[Stored data]
* Begin *

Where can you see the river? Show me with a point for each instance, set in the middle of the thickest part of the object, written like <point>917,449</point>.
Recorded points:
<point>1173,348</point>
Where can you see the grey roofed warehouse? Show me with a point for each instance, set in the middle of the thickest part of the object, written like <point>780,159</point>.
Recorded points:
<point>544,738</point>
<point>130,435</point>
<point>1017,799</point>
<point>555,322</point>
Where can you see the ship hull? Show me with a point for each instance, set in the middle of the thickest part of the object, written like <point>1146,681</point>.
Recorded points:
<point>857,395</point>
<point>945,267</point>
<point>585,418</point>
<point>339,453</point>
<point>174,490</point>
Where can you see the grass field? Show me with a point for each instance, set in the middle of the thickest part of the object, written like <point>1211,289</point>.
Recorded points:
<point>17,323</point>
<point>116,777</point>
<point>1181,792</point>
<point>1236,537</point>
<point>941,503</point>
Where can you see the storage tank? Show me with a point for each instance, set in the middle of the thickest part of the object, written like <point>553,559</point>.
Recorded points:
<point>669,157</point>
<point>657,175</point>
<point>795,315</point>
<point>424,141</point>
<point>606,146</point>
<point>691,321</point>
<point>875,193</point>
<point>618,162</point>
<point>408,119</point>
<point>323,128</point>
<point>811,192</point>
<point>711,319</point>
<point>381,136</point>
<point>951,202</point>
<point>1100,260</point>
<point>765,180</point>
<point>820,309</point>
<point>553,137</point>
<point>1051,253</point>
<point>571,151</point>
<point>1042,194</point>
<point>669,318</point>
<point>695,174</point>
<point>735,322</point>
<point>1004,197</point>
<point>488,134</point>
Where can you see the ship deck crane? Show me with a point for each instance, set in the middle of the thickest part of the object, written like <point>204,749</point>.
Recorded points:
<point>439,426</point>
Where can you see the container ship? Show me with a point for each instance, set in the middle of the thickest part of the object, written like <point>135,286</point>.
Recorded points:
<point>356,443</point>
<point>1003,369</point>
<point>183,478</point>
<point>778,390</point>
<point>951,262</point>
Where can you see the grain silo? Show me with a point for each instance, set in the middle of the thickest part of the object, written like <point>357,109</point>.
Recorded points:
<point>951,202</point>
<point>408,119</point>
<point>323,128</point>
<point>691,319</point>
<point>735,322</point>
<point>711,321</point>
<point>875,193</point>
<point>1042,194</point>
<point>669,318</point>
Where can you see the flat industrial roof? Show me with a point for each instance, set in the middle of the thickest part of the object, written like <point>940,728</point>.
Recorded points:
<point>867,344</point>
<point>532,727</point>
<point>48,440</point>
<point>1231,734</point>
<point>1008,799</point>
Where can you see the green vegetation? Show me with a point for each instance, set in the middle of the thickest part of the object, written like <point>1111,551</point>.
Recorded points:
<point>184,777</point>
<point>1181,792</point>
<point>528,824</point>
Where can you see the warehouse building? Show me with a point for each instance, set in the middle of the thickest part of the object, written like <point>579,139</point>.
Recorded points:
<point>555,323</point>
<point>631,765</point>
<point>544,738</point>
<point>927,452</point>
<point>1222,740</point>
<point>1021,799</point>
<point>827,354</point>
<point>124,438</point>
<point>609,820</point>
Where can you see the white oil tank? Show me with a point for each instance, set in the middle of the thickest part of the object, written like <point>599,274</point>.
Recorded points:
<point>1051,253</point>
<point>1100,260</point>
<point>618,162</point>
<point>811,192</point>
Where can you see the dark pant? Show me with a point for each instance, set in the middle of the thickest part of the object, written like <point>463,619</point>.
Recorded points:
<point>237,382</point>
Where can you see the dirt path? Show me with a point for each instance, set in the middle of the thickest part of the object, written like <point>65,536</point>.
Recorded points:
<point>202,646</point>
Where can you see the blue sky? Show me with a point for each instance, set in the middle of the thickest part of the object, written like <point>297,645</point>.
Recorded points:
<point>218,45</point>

* End *

■ Exercise instructions: Turn every line of the records above into a JSON list of strings, one string per line, and skip any blank lines.

■ Answer for the task:
[
  "Where can you see the river? Show me with a point for each instance, set in the middle of the thickest part of the object, written like <point>917,449</point>.",
  "Recorded points:",
  "<point>1173,348</point>",
  "Where can you see the grey roofed warehouse? Show me with a point for each instance, set in the middle of the thickest part of the object, written like <point>780,159</point>.",
  "Recorded points:",
  "<point>544,738</point>",
  "<point>130,435</point>",
  "<point>1017,799</point>",
  "<point>555,322</point>",
  "Where can you see the ship hull? Show me with a point for each instance, set in the middle of the thickest part of the object, written like <point>1146,681</point>.",
  "Recorded points:",
  "<point>857,395</point>",
  "<point>945,267</point>",
  "<point>585,418</point>",
  "<point>339,453</point>",
  "<point>174,490</point>",
  "Where can you see the grass field? Show me with a point for each instance, set in the middle of the thickest part of the object, written like <point>1211,289</point>.",
  "Recorded points:",
  "<point>17,323</point>",
  "<point>116,777</point>",
  "<point>1181,792</point>",
  "<point>1236,537</point>",
  "<point>941,503</point>",
  "Where can you see the storage tank? Show me with a point for each instance, set in the middle of the thickest part of the object, written like <point>553,559</point>.",
  "Recorded points:",
  "<point>669,157</point>",
  "<point>657,175</point>",
  "<point>795,315</point>",
  "<point>424,141</point>",
  "<point>606,146</point>",
  "<point>691,321</point>",
  "<point>875,193</point>",
  "<point>618,162</point>",
  "<point>408,119</point>",
  "<point>323,128</point>",
  "<point>811,192</point>",
  "<point>711,319</point>",
  "<point>381,136</point>",
  "<point>951,202</point>",
  "<point>1100,260</point>",
  "<point>765,180</point>",
  "<point>820,309</point>",
  "<point>553,137</point>",
  "<point>1051,253</point>",
  "<point>571,151</point>",
  "<point>1042,194</point>",
  "<point>669,318</point>",
  "<point>695,174</point>",
  "<point>735,322</point>",
  "<point>1004,197</point>",
  "<point>488,134</point>",
  "Where can you see the ship deck crane? Show me with a point for each instance, set in the middle of the thickest part of the object, written like <point>204,749</point>.",
  "Recorded points:",
  "<point>439,426</point>",
  "Where can you see the container ship? Show me with a point for each instance, set in the middle of the thickest part of the object, written like <point>135,286</point>.",
  "Recorded points:",
  "<point>356,443</point>",
  "<point>1003,369</point>",
  "<point>183,478</point>",
  "<point>778,390</point>",
  "<point>951,262</point>",
  "Where can you see the grain silo? Show me with a point for each instance, set in the middle of the thickest part of the object, written like <point>357,109</point>.",
  "Recorded points:",
  "<point>951,202</point>",
  "<point>408,119</point>",
  "<point>323,128</point>",
  "<point>691,319</point>",
  "<point>735,322</point>",
  "<point>711,321</point>",
  "<point>875,193</point>",
  "<point>1042,194</point>",
  "<point>669,318</point>",
  "Where can you see the flat industrial roof? Show me with a point for each instance, set in the middle of the thickest part of the object, written like <point>940,728</point>.",
  "Recorded points:",
  "<point>867,344</point>",
  "<point>532,727</point>",
  "<point>48,440</point>",
  "<point>1231,734</point>",
  "<point>1008,799</point>",
  "Where can you see the green vegetation? Show me with a point for each instance, set in the middle of the thickest part of the object, written like <point>1111,551</point>.",
  "Recorded points:",
  "<point>184,777</point>",
  "<point>1181,792</point>",
  "<point>528,824</point>",
  "Where can you see the warehouse building? Show me with a point for each instance, set in the middle of the thickest part of the object, written like <point>579,139</point>.",
  "Recorded points:",
  "<point>555,323</point>",
  "<point>631,765</point>",
  "<point>544,738</point>",
  "<point>927,452</point>",
  "<point>1222,740</point>",
  "<point>1021,799</point>",
  "<point>827,354</point>",
  "<point>124,438</point>",
  "<point>609,820</point>",
  "Where can you see the white oil tank? Show me with a point for each instance, set in the middle of the thickest part of the object, written like <point>599,274</point>.",
  "Recorded points:",
  "<point>1051,253</point>",
  "<point>1100,260</point>",
  "<point>618,162</point>",
  "<point>811,192</point>",
  "Where can you see the dark pant? Show me with a point for each instance, set in the middle of the thickest part of the object, written like <point>463,619</point>.",
  "Recorded points:",
  "<point>237,382</point>",
  "Where can you see the dirt path? Show me with a point for each instance, set in the middle of the thickest part of the object, written like <point>65,536</point>.",
  "Recorded points:",
  "<point>202,646</point>",
  "Where can you see the blue sky? Show me with a point for each instance, set in the middle of the thickest part of the object, written like <point>297,645</point>.",
  "Recorded points:",
  "<point>218,45</point>"
]